(Problem 1):
Reproduce the passage of the sand mining article that starts at "Flansburgh said his" and runs up to and including "it for mining.".
(Problem 2):
Pick up the news story on sand mining in Crawford County where it stops, and write what follows.

* begin Selected text *

Is sand mining coming to Crawford County via Bridgeport Township? Pattison Sand Company and a small group of farmers are making plans.
Pattison is in negotiations with four Town of Bridgeport farmers–Earl Pulda, Lee Pulda, Alan Flansburgh, and Rod Marfilius. Not all of them have signed contracts with the company at his point.
Alan Flansburgh is still talking to the Pattison Sand Company and has not yet signed a contract to lease his lands to the mining operation.
“It’s a big decision to make,” Flansburgh said. “They can do what they want with the land for 60 years, which is why we haven’t done anything yet. Sixty years is a long time.”
Flansburgh said his land could be used for farming again afterward, based on the reclamation plans, if he should choose to take it out of farming now and lease it for mining.
The Town of Bridgeport may be ideal place for Pattison to begin mining in the county. The township has chosen to not adopt the mining ordinance recently circulated by Crawford County. The proposed ordinance was a result of the county’s research during the six-month moratorium on new or expanded non-metallic mining operations, which ended Wednesday, Oct. 17.

* end Selected text *
* begin Data excerpts *

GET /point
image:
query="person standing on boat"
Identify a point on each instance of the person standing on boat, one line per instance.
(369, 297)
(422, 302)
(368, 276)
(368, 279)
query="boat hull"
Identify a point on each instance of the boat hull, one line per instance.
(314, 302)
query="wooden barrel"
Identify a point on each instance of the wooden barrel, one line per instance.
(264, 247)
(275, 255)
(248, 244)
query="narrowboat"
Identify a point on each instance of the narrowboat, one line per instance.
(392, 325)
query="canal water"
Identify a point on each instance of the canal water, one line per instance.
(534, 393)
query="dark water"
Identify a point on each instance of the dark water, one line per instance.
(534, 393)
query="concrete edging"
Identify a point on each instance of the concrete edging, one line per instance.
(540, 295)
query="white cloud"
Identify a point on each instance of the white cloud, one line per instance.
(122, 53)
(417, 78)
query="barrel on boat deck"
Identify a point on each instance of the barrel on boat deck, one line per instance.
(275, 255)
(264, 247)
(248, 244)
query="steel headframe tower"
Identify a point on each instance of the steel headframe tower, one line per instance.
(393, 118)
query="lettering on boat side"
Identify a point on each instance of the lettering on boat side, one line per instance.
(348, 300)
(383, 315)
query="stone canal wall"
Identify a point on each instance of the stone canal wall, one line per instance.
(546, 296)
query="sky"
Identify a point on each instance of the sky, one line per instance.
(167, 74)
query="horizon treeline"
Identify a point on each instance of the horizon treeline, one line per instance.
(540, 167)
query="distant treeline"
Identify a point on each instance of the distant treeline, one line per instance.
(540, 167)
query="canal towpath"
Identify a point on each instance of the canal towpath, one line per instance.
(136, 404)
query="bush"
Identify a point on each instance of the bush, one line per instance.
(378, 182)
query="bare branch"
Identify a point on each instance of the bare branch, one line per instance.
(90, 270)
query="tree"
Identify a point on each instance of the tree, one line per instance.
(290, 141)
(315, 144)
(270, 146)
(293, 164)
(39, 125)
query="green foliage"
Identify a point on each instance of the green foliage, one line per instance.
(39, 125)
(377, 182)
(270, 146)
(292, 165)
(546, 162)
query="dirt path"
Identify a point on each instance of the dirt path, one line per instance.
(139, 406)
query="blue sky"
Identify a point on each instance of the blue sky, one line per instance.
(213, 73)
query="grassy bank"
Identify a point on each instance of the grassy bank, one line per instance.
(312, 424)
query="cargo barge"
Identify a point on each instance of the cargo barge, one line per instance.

* end Data excerpts *

(Answer 1):
Flansburgh said his land could be used for farming again afterward, based on the reclamation plans, if he should choose to take it out of farming now and lease it for mining.

(Answer 2):
The Town of Bridgeport chose instead to adopt a reclamation ordinance modeled on the existing county ordinance after deeming their zoning adequate to meet the demands of accommodating a new industry.
A conditional use permit for the proposed mine has not been received by the township at this time, according to Bridgeport Town Chairman John Karnopp
“They (Pattison and the farmers) will be coming to the next township meeting,” Karnopp said. “I don’t know if they plan to make an application by then, or what they plan to present.”
The meeting will be held on Thursday, Nov. 15 in the Bridgesport Town Hall at 38626 Troy Drive. The township meeting when Pattison representatives are scheduled to speak follows the committee meeting which begin at 5:30 p.m. Karnopp estimated 7 p.m. as the beginning time for that meeting, though he noted it could be earlier or later depending on how the committee meetings progress.
But before the township hears from Pattison, the sand mining company may have already cleared its first hurdle: the Lower Wisconsin State Riverway permit approval.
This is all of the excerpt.